BEGIN MATERIAL PROVIDED

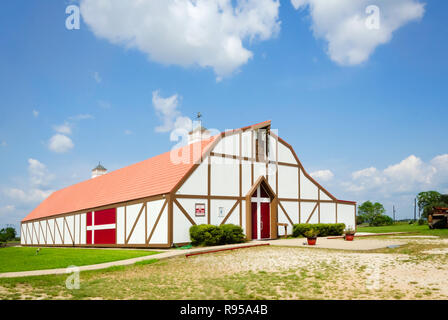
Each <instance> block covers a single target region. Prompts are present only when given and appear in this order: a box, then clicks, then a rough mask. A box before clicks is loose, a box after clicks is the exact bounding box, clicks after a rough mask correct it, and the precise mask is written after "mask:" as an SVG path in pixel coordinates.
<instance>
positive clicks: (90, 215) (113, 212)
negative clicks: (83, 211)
mask: <svg viewBox="0 0 448 320" xmlns="http://www.w3.org/2000/svg"><path fill="white" fill-rule="evenodd" d="M116 221H117V209H116V208H113V209H107V210H101V211H95V212H88V213H87V234H86V241H87V244H115V243H116V232H117V231H116V227H117V224H116Z"/></svg>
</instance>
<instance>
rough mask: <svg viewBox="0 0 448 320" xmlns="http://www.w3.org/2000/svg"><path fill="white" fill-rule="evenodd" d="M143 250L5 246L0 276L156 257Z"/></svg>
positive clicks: (151, 251)
mask: <svg viewBox="0 0 448 320" xmlns="http://www.w3.org/2000/svg"><path fill="white" fill-rule="evenodd" d="M156 253H158V252H154V251H143V250H104V249H78V248H41V250H40V252H39V253H38V254H37V255H36V248H26V247H8V248H2V249H0V273H1V272H15V271H30V270H43V269H56V268H67V267H68V266H72V265H73V266H78V267H79V266H85V265H90V264H97V263H104V262H110V261H117V260H125V259H132V258H136V257H142V256H148V255H152V254H156Z"/></svg>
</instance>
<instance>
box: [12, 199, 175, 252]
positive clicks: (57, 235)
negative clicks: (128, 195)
mask: <svg viewBox="0 0 448 320" xmlns="http://www.w3.org/2000/svg"><path fill="white" fill-rule="evenodd" d="M160 198H161V197H160ZM100 209H101V208H100ZM92 212H96V211H95V210H93V211H92ZM87 215H88V213H77V214H66V215H61V216H59V217H56V218H46V219H40V220H37V221H32V222H24V223H22V226H21V228H22V235H23V236H22V238H21V242H22V244H23V245H33V246H124V247H126V246H128V247H144V246H148V247H151V246H152V247H166V246H168V233H169V231H168V230H169V226H168V205H167V201H166V199H165V198H161V199H156V200H153V201H147V202H137V203H129V204H124V205H122V206H119V207H117V208H116V219H115V233H116V238H115V240H114V241H113V243H107V244H104V243H102V244H99V243H96V241H95V240H94V239H93V242H94V243H93V244H89V239H87V234H88V230H89V227H88V226H87V224H88V222H87ZM91 224H92V223H91ZM93 224H95V223H94V222H93ZM112 225H113V224H112ZM97 227H98V226H97ZM109 228H110V227H109ZM100 229H101V228H100ZM90 241H92V240H90Z"/></svg>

END MATERIAL PROVIDED

PROBLEM TO SOLVE> Reproduce every line above as a numbered list, skipping any blank lines and leaving out the picture.

ANSWER SPACE>
1. Each <instance> block covers a single target region. Prompts are present only when given and appear in this order: a box, then clicks, then a rough mask. A box before clicks is loose, a box after clicks is the exact bounding box, clicks after a rough mask correct it, and the precise mask is written after "mask:" as an SVG path in pixel coordinates.
2. <instance>
3. positive clicks: (90, 215) (113, 212)
4. negative clicks: (83, 211)
5. mask: <svg viewBox="0 0 448 320" xmlns="http://www.w3.org/2000/svg"><path fill="white" fill-rule="evenodd" d="M116 221H117V209H116V208H113V209H107V210H101V211H95V212H88V213H87V234H86V241H87V244H115V243H116V232H117V231H116V227H117V224H116Z"/></svg>
6. </instance>
7. <instance>
8. rough mask: <svg viewBox="0 0 448 320" xmlns="http://www.w3.org/2000/svg"><path fill="white" fill-rule="evenodd" d="M143 250L5 246L0 276L156 257Z"/></svg>
9. positive clicks: (151, 251)
10. mask: <svg viewBox="0 0 448 320" xmlns="http://www.w3.org/2000/svg"><path fill="white" fill-rule="evenodd" d="M156 253H158V252H154V251H143V250H104V249H78V248H41V250H40V252H39V253H38V254H37V255H36V248H26V247H8V248H2V249H0V273H1V272H15V271H30V270H43V269H56V268H67V267H68V266H72V265H73V266H78V267H79V266H85V265H90V264H97V263H104V262H110V261H117V260H125V259H132V258H136V257H142V256H148V255H152V254H156Z"/></svg>
11. </instance>
12. <instance>
13. box: [12, 199, 175, 252]
14. positive clicks: (57, 235)
15. negative clicks: (128, 195)
16. mask: <svg viewBox="0 0 448 320" xmlns="http://www.w3.org/2000/svg"><path fill="white" fill-rule="evenodd" d="M160 198H161V197H160ZM100 209H101V208H100ZM92 212H96V211H95V210H93V211H92ZM87 215H88V213H77V214H66V215H61V216H59V217H56V218H46V219H40V220H37V221H32V222H24V223H22V226H21V228H22V235H23V236H22V238H21V242H22V244H23V245H33V246H124V247H126V246H128V247H144V246H148V247H151V246H152V247H166V246H168V233H169V231H168V230H169V226H168V205H167V201H166V199H165V198H161V199H156V200H153V201H147V202H137V203H129V204H124V205H122V206H119V207H117V208H116V219H115V233H116V238H115V240H114V241H113V243H107V244H104V243H102V244H99V243H96V241H95V240H94V239H93V242H94V243H93V244H89V239H87V234H88V230H89V227H88V226H87V224H88V222H87ZM91 224H92V223H91ZM93 224H95V223H94V222H93ZM112 225H113V224H112ZM97 227H98V226H97ZM109 228H110V227H109ZM100 229H101V228H100ZM90 241H92V240H90Z"/></svg>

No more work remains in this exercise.